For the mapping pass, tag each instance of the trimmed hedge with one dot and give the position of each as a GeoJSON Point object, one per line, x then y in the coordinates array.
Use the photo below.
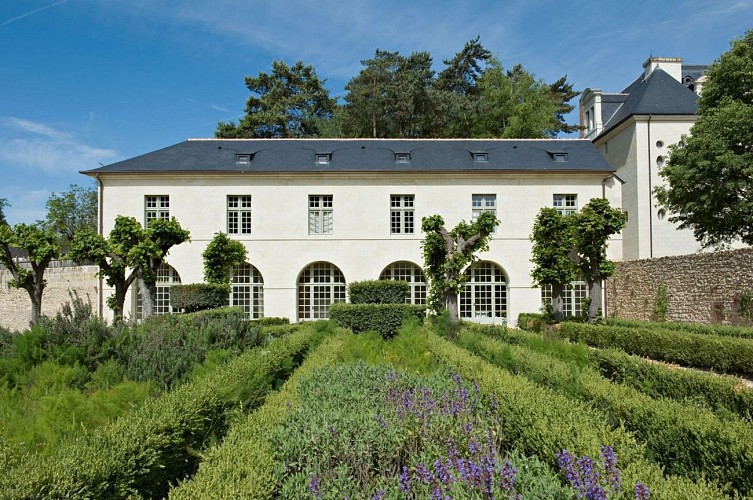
{"type": "Point", "coordinates": [687, 440]}
{"type": "Point", "coordinates": [145, 451]}
{"type": "Point", "coordinates": [538, 421]}
{"type": "Point", "coordinates": [378, 292]}
{"type": "Point", "coordinates": [705, 351]}
{"type": "Point", "coordinates": [199, 296]}
{"type": "Point", "coordinates": [385, 319]}
{"type": "Point", "coordinates": [720, 330]}
{"type": "Point", "coordinates": [720, 393]}
{"type": "Point", "coordinates": [242, 465]}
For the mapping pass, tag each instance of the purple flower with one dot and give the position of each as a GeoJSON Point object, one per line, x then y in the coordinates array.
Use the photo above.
{"type": "Point", "coordinates": [314, 484]}
{"type": "Point", "coordinates": [641, 491]}
{"type": "Point", "coordinates": [405, 482]}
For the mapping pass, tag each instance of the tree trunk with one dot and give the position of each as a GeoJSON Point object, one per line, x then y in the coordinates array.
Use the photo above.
{"type": "Point", "coordinates": [558, 302]}
{"type": "Point", "coordinates": [594, 306]}
{"type": "Point", "coordinates": [148, 294]}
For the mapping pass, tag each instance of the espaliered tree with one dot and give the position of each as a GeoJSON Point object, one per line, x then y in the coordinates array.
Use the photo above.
{"type": "Point", "coordinates": [551, 255]}
{"type": "Point", "coordinates": [589, 231]}
{"type": "Point", "coordinates": [41, 246]}
{"type": "Point", "coordinates": [130, 252]}
{"type": "Point", "coordinates": [448, 253]}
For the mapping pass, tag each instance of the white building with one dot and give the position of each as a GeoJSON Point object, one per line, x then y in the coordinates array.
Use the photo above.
{"type": "Point", "coordinates": [318, 214]}
{"type": "Point", "coordinates": [633, 130]}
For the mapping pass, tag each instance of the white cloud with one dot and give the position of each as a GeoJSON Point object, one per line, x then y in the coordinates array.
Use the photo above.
{"type": "Point", "coordinates": [37, 146]}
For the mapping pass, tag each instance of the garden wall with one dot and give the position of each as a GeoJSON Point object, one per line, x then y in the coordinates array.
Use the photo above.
{"type": "Point", "coordinates": [702, 287]}
{"type": "Point", "coordinates": [15, 306]}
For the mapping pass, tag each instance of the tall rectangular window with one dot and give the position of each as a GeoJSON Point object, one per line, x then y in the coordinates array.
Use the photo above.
{"type": "Point", "coordinates": [401, 214]}
{"type": "Point", "coordinates": [238, 214]}
{"type": "Point", "coordinates": [565, 204]}
{"type": "Point", "coordinates": [320, 214]}
{"type": "Point", "coordinates": [156, 207]}
{"type": "Point", "coordinates": [483, 203]}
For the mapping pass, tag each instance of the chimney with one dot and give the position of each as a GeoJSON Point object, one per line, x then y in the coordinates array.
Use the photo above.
{"type": "Point", "coordinates": [671, 65]}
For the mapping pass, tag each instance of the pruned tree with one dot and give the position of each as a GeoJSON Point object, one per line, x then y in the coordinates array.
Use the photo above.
{"type": "Point", "coordinates": [551, 255]}
{"type": "Point", "coordinates": [220, 256]}
{"type": "Point", "coordinates": [129, 253]}
{"type": "Point", "coordinates": [448, 253]}
{"type": "Point", "coordinates": [41, 247]}
{"type": "Point", "coordinates": [289, 102]}
{"type": "Point", "coordinates": [709, 179]}
{"type": "Point", "coordinates": [590, 229]}
{"type": "Point", "coordinates": [71, 212]}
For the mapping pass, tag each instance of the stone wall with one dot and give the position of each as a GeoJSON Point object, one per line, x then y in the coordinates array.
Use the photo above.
{"type": "Point", "coordinates": [702, 287]}
{"type": "Point", "coordinates": [15, 306]}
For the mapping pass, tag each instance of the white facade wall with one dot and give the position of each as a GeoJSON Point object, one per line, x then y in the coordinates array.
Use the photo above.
{"type": "Point", "coordinates": [634, 148]}
{"type": "Point", "coordinates": [361, 245]}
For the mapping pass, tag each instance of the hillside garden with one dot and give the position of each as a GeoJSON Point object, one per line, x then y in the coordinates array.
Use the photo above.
{"type": "Point", "coordinates": [211, 405]}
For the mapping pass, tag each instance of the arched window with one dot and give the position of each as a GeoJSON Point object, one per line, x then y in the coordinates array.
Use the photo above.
{"type": "Point", "coordinates": [411, 273]}
{"type": "Point", "coordinates": [247, 290]}
{"type": "Point", "coordinates": [320, 285]}
{"type": "Point", "coordinates": [485, 292]}
{"type": "Point", "coordinates": [166, 277]}
{"type": "Point", "coordinates": [574, 297]}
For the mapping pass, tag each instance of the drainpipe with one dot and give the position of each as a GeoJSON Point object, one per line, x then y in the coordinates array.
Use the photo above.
{"type": "Point", "coordinates": [650, 197]}
{"type": "Point", "coordinates": [100, 229]}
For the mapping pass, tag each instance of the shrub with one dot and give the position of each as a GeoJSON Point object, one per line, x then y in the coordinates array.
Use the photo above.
{"type": "Point", "coordinates": [688, 441]}
{"type": "Point", "coordinates": [199, 296]}
{"type": "Point", "coordinates": [539, 422]}
{"type": "Point", "coordinates": [720, 330]}
{"type": "Point", "coordinates": [378, 292]}
{"type": "Point", "coordinates": [145, 451]}
{"type": "Point", "coordinates": [385, 319]}
{"type": "Point", "coordinates": [705, 351]}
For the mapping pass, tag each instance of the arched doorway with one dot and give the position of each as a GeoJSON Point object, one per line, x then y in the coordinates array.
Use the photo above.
{"type": "Point", "coordinates": [410, 273]}
{"type": "Point", "coordinates": [320, 285]}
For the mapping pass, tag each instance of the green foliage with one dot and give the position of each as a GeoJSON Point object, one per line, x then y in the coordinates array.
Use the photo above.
{"type": "Point", "coordinates": [688, 441]}
{"type": "Point", "coordinates": [537, 421]}
{"type": "Point", "coordinates": [724, 354]}
{"type": "Point", "coordinates": [661, 303]}
{"type": "Point", "coordinates": [220, 256]}
{"type": "Point", "coordinates": [448, 253]}
{"type": "Point", "coordinates": [701, 329]}
{"type": "Point", "coordinates": [71, 212]}
{"type": "Point", "coordinates": [385, 319]}
{"type": "Point", "coordinates": [289, 102]}
{"type": "Point", "coordinates": [199, 296]}
{"type": "Point", "coordinates": [378, 292]}
{"type": "Point", "coordinates": [166, 348]}
{"type": "Point", "coordinates": [41, 247]}
{"type": "Point", "coordinates": [145, 451]}
{"type": "Point", "coordinates": [709, 178]}
{"type": "Point", "coordinates": [129, 252]}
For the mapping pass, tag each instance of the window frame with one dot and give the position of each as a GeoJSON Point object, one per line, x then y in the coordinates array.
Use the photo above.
{"type": "Point", "coordinates": [241, 213]}
{"type": "Point", "coordinates": [402, 214]}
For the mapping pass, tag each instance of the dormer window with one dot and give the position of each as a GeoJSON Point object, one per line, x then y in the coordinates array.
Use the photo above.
{"type": "Point", "coordinates": [558, 156]}
{"type": "Point", "coordinates": [402, 157]}
{"type": "Point", "coordinates": [243, 158]}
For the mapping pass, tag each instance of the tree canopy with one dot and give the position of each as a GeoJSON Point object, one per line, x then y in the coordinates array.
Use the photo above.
{"type": "Point", "coordinates": [397, 96]}
{"type": "Point", "coordinates": [289, 102]}
{"type": "Point", "coordinates": [40, 246]}
{"type": "Point", "coordinates": [709, 178]}
{"type": "Point", "coordinates": [129, 253]}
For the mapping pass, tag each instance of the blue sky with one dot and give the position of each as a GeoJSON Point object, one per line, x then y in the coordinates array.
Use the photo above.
{"type": "Point", "coordinates": [84, 82]}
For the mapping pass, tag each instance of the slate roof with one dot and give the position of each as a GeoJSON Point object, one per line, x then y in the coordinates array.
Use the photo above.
{"type": "Point", "coordinates": [363, 155]}
{"type": "Point", "coordinates": [658, 94]}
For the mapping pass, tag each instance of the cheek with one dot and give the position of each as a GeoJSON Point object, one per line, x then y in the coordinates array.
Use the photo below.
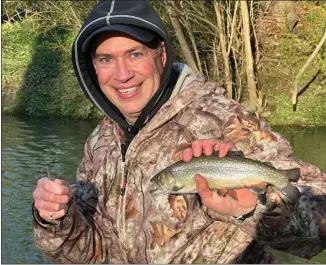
{"type": "Point", "coordinates": [147, 69]}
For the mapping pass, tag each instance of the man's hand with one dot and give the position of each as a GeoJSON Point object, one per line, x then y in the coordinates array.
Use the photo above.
{"type": "Point", "coordinates": [51, 198]}
{"type": "Point", "coordinates": [246, 200]}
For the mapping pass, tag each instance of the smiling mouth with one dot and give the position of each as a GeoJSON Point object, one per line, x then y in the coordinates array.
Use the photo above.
{"type": "Point", "coordinates": [128, 90]}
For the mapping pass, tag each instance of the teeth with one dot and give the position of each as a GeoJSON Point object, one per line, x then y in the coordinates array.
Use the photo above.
{"type": "Point", "coordinates": [128, 90]}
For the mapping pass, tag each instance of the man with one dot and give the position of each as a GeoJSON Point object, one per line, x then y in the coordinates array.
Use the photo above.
{"type": "Point", "coordinates": [159, 113]}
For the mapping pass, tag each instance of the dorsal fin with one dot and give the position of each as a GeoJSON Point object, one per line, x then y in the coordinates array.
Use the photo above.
{"type": "Point", "coordinates": [235, 154]}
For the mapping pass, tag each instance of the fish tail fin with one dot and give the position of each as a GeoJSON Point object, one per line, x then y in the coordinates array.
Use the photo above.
{"type": "Point", "coordinates": [292, 174]}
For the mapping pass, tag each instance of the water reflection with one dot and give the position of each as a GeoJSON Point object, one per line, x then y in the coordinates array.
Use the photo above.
{"type": "Point", "coordinates": [30, 145]}
{"type": "Point", "coordinates": [309, 144]}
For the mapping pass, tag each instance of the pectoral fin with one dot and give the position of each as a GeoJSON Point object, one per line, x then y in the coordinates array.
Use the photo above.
{"type": "Point", "coordinates": [177, 188]}
{"type": "Point", "coordinates": [222, 192]}
{"type": "Point", "coordinates": [233, 194]}
{"type": "Point", "coordinates": [258, 187]}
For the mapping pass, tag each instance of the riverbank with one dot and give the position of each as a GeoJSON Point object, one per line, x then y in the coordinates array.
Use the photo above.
{"type": "Point", "coordinates": [38, 78]}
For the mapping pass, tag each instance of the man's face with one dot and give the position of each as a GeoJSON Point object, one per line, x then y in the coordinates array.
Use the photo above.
{"type": "Point", "coordinates": [128, 73]}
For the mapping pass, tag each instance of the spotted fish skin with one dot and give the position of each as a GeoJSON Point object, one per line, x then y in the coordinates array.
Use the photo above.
{"type": "Point", "coordinates": [230, 172]}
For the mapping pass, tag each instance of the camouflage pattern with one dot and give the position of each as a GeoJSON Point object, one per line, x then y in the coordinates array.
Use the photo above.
{"type": "Point", "coordinates": [104, 226]}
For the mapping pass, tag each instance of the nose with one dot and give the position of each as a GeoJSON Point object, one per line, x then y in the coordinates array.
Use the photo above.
{"type": "Point", "coordinates": [123, 72]}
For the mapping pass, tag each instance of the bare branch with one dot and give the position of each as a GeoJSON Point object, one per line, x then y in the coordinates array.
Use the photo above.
{"type": "Point", "coordinates": [303, 69]}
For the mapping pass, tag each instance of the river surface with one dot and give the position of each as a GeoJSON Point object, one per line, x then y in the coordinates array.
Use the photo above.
{"type": "Point", "coordinates": [30, 145]}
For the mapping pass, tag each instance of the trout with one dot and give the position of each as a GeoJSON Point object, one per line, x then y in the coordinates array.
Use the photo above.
{"type": "Point", "coordinates": [230, 172]}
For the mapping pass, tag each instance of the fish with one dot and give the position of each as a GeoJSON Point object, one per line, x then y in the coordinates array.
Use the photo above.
{"type": "Point", "coordinates": [222, 174]}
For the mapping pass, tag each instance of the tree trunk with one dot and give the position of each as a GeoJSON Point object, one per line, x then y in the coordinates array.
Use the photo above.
{"type": "Point", "coordinates": [251, 82]}
{"type": "Point", "coordinates": [223, 45]}
{"type": "Point", "coordinates": [182, 41]}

::::

▸ THE REQUEST:
The line containing "For the mapping pass, tag each instance of the fish with" marks the start; retype it and each line after it through the end of the records above, exactly.

▸ TASK RESULT:
For the mapping pass, tag each instance of the fish with one dot and give the position of each as a GeoJSON Point object, one per line, x then y in the coordinates array.
Use the photo above.
{"type": "Point", "coordinates": [222, 174]}
For the mapping pass, tag each instance of the tree trunk with one dot and give the position of each as a GeoJSON Point object, one per line, x then y in the coordinates array.
Use the photo above.
{"type": "Point", "coordinates": [251, 82]}
{"type": "Point", "coordinates": [223, 45]}
{"type": "Point", "coordinates": [182, 41]}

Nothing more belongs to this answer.